**Task item**
Transcribe the entries, keeping every character the same.

**Data supplied**
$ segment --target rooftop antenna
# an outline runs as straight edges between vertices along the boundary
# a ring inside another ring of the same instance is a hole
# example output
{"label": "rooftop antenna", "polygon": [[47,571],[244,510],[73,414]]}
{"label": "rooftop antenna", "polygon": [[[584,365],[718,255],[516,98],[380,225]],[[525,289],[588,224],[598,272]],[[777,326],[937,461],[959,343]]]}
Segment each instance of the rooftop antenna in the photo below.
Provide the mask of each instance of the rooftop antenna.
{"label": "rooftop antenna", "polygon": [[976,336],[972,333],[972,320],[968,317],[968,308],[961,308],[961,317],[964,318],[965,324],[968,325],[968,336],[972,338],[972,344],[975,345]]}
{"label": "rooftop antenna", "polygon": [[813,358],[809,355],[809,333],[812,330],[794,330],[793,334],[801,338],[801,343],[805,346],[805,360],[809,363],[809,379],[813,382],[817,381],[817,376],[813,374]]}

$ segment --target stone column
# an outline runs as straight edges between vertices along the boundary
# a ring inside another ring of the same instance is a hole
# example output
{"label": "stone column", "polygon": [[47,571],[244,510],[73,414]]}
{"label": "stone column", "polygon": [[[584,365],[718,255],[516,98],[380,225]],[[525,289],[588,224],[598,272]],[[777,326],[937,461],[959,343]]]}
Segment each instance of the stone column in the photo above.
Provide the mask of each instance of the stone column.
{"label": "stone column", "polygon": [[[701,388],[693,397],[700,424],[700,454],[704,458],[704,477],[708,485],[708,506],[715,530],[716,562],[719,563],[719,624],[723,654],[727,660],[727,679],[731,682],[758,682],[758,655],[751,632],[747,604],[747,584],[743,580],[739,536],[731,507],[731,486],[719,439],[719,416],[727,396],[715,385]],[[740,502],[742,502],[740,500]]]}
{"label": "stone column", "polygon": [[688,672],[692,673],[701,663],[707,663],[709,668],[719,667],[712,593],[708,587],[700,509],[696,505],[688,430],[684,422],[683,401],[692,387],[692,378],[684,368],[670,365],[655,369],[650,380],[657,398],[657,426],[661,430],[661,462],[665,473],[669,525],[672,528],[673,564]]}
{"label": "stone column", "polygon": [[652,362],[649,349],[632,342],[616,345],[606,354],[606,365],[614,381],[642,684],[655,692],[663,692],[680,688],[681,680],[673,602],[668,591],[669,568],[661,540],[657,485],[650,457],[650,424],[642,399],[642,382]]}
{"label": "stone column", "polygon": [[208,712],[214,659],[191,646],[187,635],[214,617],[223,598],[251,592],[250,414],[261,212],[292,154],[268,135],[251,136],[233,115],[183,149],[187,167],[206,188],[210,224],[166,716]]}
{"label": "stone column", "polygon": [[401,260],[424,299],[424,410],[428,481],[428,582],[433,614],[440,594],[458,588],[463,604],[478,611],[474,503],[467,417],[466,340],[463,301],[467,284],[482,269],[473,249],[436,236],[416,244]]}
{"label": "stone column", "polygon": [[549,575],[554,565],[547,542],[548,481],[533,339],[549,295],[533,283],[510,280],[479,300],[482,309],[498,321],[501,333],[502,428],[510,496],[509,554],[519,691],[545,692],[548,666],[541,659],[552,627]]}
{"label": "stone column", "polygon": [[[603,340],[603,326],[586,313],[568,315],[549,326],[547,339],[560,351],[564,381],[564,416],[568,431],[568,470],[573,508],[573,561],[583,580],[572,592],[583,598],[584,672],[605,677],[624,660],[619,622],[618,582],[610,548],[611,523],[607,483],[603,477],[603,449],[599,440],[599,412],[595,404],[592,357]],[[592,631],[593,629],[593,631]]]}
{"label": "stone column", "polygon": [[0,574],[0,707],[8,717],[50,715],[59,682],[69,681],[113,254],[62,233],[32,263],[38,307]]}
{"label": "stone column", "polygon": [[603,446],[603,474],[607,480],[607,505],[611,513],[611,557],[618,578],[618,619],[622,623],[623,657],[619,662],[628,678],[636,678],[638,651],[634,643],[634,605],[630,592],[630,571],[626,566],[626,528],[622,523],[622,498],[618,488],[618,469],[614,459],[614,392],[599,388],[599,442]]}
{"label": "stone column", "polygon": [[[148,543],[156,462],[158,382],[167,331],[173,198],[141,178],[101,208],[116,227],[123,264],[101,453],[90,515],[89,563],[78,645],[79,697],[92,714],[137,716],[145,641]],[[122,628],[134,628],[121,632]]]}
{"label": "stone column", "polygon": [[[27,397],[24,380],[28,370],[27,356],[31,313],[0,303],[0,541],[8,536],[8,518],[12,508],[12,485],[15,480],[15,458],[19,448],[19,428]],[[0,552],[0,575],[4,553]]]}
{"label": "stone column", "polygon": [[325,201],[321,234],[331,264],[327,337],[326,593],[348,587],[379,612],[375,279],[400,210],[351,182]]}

**Solution**
$ segment --target rooftop antenna
# an outline runs as straight edges between vertices along the boundary
# a ring inside another ring of the same instance is a hole
# example output
{"label": "rooftop antenna", "polygon": [[47,571],[244,510],[73,414]]}
{"label": "rooftop antenna", "polygon": [[[584,365],[718,255],[516,98],[380,225]],[[525,289],[588,224],[598,272]],[[777,326],[937,461],[959,343]]]}
Segment each instance of the rooftop antenna in the photo below.
Provide the mask of each instance of the rooftop antenna.
{"label": "rooftop antenna", "polygon": [[976,336],[972,333],[972,320],[968,317],[968,308],[961,308],[961,317],[964,318],[965,324],[968,325],[968,336],[972,338],[972,344],[975,345]]}
{"label": "rooftop antenna", "polygon": [[813,358],[809,355],[809,333],[812,330],[794,330],[793,334],[801,338],[801,343],[805,346],[805,360],[809,363],[809,379],[813,382],[817,381],[817,376],[813,374]]}

$ segment --target stone column
# an outline runs as straight edges between vertices along the boundary
# a ring inside another ring of the same instance is a hole
# example output
{"label": "stone column", "polygon": [[47,571],[244,510],[73,414]]}
{"label": "stone column", "polygon": [[[584,365],[718,255],[516,98],[380,225]],[[525,289],[588,224],[598,272]],[[777,326],[937,461],[959,343]]]}
Segment each instance of the stone column in the photo above.
Provide the mask of each instance of the stone column.
{"label": "stone column", "polygon": [[[701,388],[693,397],[700,424],[700,454],[704,458],[704,477],[708,485],[708,506],[715,530],[716,562],[719,563],[719,624],[723,654],[727,660],[727,679],[731,682],[758,682],[758,655],[751,632],[747,604],[747,584],[743,580],[739,536],[731,507],[731,486],[719,439],[719,416],[727,396],[715,385]],[[740,502],[742,502],[740,500]]]}
{"label": "stone column", "polygon": [[688,672],[692,673],[701,663],[707,663],[709,668],[719,667],[712,593],[708,587],[700,509],[696,505],[688,430],[684,422],[683,401],[692,387],[692,378],[684,368],[670,365],[655,369],[650,380],[657,398],[657,426],[661,430],[661,462],[665,473],[669,525],[672,528],[673,564]]}
{"label": "stone column", "polygon": [[652,362],[649,349],[632,342],[616,345],[606,354],[606,365],[614,381],[642,684],[655,692],[663,692],[680,688],[681,680],[673,602],[668,591],[669,568],[661,540],[657,485],[650,457],[650,424],[642,399],[642,382]]}
{"label": "stone column", "polygon": [[208,712],[214,659],[191,646],[187,635],[214,617],[223,598],[251,592],[250,414],[261,212],[292,154],[268,135],[251,136],[233,115],[183,149],[187,167],[206,188],[210,224],[166,716]]}
{"label": "stone column", "polygon": [[401,260],[424,299],[424,410],[428,481],[428,582],[433,614],[440,594],[458,588],[463,604],[478,611],[474,503],[467,417],[466,340],[463,301],[467,284],[482,269],[473,249],[436,236],[416,244]]}
{"label": "stone column", "polygon": [[549,575],[554,565],[547,542],[548,481],[533,339],[549,295],[533,283],[510,280],[479,300],[482,309],[498,321],[501,333],[502,428],[510,496],[509,554],[519,691],[545,692],[548,666],[541,659],[552,627]]}
{"label": "stone column", "polygon": [[[603,340],[603,326],[586,313],[568,315],[549,326],[547,339],[560,351],[564,381],[564,416],[568,431],[568,470],[573,508],[573,561],[583,580],[572,592],[583,598],[584,672],[605,677],[624,660],[619,622],[618,582],[610,548],[611,523],[607,483],[603,477],[603,449],[599,440],[599,412],[595,404],[592,357]],[[592,631],[593,629],[593,631]]]}
{"label": "stone column", "polygon": [[0,574],[0,707],[8,717],[50,715],[59,682],[69,681],[113,254],[62,233],[32,263],[38,307]]}
{"label": "stone column", "polygon": [[603,446],[603,474],[607,480],[607,505],[611,513],[611,557],[618,578],[618,619],[622,623],[623,657],[619,662],[628,678],[636,678],[638,651],[634,643],[634,605],[630,592],[630,571],[626,566],[626,528],[622,523],[622,498],[618,488],[618,469],[614,459],[614,392],[599,388],[599,442]]}
{"label": "stone column", "polygon": [[[148,543],[156,462],[158,382],[167,331],[173,198],[141,178],[101,208],[116,227],[123,264],[101,453],[90,515],[89,563],[78,645],[79,697],[92,714],[137,716],[145,641]],[[122,628],[134,628],[121,632]]]}
{"label": "stone column", "polygon": [[[27,397],[24,380],[28,370],[27,356],[31,313],[0,303],[0,541],[8,536],[8,518],[12,508],[12,485],[15,480],[15,458],[19,448],[19,428]],[[0,552],[0,575],[4,553]]]}
{"label": "stone column", "polygon": [[325,201],[321,234],[331,264],[327,337],[326,593],[348,587],[379,612],[375,279],[400,210],[351,182]]}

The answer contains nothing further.